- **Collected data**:
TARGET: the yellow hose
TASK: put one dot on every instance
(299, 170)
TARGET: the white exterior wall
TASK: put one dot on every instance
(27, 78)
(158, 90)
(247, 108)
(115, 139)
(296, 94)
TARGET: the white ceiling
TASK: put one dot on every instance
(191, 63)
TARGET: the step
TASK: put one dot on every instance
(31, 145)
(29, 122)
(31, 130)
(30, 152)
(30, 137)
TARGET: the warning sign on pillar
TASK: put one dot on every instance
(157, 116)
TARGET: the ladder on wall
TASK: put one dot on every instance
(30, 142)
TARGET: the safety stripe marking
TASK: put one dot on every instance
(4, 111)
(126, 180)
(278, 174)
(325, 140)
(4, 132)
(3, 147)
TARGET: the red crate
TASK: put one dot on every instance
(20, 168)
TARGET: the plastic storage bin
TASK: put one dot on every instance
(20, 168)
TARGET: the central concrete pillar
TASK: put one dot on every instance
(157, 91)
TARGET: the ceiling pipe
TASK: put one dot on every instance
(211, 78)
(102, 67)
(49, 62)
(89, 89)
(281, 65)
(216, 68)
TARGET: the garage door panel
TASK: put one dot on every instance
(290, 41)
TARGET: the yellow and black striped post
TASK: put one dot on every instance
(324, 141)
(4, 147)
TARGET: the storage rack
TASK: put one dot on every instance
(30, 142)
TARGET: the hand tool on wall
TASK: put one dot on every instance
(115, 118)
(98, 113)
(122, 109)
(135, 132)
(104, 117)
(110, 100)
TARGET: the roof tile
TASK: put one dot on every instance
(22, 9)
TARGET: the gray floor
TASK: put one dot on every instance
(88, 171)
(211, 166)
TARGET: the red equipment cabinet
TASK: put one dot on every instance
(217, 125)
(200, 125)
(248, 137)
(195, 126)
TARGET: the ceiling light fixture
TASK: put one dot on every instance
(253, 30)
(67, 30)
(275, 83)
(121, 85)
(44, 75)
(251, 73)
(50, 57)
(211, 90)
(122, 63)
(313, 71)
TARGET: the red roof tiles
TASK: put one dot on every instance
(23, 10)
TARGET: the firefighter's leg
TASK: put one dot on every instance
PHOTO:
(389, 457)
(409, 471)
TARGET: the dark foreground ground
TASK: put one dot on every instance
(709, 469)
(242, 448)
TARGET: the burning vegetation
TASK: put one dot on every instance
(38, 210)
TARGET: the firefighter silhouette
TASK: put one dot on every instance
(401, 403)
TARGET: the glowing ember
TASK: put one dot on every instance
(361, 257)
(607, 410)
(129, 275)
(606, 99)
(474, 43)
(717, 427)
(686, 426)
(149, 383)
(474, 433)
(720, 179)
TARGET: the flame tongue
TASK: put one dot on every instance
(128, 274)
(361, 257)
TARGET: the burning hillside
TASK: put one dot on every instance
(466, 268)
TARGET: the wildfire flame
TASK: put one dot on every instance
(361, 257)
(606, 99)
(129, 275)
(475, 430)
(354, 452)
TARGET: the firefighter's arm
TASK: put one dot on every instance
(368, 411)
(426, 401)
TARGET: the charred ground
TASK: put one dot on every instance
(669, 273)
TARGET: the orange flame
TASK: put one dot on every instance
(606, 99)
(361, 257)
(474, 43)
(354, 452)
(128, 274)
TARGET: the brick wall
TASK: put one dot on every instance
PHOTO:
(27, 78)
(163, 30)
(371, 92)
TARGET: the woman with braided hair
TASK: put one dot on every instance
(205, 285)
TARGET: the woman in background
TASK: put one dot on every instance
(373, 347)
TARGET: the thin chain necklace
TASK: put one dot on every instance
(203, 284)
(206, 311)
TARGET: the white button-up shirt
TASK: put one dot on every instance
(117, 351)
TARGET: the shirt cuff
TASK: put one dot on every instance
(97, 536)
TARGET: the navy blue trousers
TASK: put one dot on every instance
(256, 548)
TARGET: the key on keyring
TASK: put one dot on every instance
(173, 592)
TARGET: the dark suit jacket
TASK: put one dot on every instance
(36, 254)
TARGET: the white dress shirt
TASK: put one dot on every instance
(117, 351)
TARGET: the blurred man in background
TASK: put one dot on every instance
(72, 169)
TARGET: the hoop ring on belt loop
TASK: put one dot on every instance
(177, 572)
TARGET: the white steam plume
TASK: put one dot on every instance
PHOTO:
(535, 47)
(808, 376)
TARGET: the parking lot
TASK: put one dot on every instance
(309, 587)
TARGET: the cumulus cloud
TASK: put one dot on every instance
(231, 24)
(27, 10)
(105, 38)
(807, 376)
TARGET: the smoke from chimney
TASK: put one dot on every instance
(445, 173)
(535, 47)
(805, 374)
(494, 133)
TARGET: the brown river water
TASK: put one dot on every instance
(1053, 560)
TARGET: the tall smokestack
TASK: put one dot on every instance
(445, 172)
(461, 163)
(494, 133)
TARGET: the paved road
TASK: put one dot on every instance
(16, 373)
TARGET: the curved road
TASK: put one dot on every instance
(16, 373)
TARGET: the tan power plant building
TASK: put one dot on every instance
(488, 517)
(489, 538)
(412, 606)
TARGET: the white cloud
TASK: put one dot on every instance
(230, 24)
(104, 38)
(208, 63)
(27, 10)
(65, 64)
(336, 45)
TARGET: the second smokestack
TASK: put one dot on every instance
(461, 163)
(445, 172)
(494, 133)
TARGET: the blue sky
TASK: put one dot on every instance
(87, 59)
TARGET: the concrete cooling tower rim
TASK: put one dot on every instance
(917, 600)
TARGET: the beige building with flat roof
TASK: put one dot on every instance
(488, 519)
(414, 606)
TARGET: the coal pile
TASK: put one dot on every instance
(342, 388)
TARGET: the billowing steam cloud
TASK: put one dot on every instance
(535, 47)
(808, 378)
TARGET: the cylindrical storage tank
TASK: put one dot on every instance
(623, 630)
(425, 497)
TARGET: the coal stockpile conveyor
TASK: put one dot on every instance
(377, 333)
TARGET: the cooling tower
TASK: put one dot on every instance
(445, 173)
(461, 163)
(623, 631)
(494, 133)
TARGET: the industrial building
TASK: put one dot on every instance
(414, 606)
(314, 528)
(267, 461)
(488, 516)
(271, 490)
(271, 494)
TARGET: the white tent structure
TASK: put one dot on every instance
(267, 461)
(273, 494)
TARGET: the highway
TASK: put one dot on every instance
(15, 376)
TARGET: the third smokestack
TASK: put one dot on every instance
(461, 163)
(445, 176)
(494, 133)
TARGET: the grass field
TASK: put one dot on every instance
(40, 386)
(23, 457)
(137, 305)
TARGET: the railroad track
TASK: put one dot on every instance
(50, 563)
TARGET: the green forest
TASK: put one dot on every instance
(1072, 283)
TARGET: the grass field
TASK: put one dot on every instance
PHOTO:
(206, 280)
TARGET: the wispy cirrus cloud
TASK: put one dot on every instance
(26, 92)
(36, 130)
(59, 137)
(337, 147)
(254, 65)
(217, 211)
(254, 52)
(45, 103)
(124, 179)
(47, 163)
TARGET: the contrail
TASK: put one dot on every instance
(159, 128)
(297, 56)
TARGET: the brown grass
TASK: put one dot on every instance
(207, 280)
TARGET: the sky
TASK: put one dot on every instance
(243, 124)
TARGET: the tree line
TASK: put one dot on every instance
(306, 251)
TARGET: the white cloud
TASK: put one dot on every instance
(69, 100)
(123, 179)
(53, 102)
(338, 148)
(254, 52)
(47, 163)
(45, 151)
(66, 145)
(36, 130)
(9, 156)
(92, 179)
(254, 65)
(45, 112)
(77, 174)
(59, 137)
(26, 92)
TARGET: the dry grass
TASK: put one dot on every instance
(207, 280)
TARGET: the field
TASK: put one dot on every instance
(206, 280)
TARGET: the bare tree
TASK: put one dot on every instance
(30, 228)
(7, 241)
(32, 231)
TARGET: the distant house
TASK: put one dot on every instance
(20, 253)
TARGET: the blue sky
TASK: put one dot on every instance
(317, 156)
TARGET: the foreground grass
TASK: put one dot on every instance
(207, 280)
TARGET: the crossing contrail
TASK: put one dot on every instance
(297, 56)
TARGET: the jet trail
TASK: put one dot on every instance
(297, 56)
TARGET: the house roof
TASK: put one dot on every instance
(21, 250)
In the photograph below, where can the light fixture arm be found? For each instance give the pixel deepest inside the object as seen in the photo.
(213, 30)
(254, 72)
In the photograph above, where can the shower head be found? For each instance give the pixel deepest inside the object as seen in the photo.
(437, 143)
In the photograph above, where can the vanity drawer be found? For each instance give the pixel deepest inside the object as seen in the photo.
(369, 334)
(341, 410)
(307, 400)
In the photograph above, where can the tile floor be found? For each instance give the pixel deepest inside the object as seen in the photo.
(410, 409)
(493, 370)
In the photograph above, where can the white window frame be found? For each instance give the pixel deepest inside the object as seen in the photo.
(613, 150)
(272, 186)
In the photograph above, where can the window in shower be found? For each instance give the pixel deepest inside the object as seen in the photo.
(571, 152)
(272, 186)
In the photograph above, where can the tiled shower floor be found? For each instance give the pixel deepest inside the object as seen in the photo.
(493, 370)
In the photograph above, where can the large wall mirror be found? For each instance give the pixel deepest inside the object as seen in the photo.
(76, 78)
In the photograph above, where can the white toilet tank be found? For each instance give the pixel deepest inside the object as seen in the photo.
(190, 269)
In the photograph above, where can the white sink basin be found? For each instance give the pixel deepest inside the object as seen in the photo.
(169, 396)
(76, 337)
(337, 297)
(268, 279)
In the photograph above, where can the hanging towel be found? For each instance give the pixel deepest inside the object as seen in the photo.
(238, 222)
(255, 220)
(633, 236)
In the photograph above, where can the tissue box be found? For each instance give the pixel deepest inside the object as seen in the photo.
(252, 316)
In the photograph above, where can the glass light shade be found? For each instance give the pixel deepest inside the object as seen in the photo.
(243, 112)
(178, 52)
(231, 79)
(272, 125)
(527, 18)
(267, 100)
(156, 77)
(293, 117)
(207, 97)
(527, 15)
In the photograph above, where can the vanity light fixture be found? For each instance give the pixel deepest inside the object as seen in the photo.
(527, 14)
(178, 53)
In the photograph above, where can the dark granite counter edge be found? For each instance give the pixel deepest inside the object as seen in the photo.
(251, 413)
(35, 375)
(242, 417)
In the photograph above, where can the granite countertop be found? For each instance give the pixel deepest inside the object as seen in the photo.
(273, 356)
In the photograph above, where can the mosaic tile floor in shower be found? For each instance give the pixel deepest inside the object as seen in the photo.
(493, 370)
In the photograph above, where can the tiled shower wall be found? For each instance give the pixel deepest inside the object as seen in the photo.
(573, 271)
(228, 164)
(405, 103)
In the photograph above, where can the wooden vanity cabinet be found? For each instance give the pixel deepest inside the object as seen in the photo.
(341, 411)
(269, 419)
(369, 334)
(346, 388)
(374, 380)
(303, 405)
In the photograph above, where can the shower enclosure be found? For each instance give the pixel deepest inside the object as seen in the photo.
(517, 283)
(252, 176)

- **Directions**:
Up to and including the line with "TARGET: the gray floor", transcribe the entries above exactly, starting from their first line.

- **Answer for this exercise**:
TARGET: the yellow hose
TASK: put one dot on every instance
(299, 170)
TARGET: the white exterior wall
TASK: put one dot on every instance
(27, 78)
(158, 90)
(247, 108)
(115, 139)
(296, 94)
TARGET: the white ceiling
TASK: put one dot on every instance
(191, 63)
TARGET: the step
TASK: put one dot on every instance
(31, 145)
(29, 122)
(31, 130)
(30, 152)
(30, 137)
TARGET: the warning sign on pillar
TASK: put one dot on every instance
(157, 116)
TARGET: the ladder on wall
TASK: put one dot on every instance
(30, 142)
TARGET: the safety stripe marking
TASK: put one dot on every instance
(4, 111)
(126, 180)
(278, 174)
(325, 140)
(4, 132)
(3, 147)
TARGET: the red crate
TASK: put one dot on every instance
(20, 168)
TARGET: the plastic storage bin
TASK: put one dot on every instance
(20, 168)
TARGET: the central concrete pillar
TASK: put one dot on every instance
(157, 91)
TARGET: the ceiling pipe
TASK: put one dot on every instance
(211, 78)
(102, 67)
(49, 62)
(89, 89)
(281, 65)
(216, 68)
TARGET: the garage door panel
TASK: put one dot on every instance
(290, 41)
TARGET: the yellow and black striped post
TASK: put one dot on every instance
(324, 141)
(4, 147)
TARGET: the storage rack
TASK: put one dot on every instance
(30, 142)
TARGET: the hand tool on wall
TASK: put one dot on every instance
(115, 118)
(98, 113)
(122, 109)
(135, 132)
(104, 117)
(110, 100)
TARGET: the roof tile
TASK: put one dot on every instance
(22, 9)
TARGET: the gray floor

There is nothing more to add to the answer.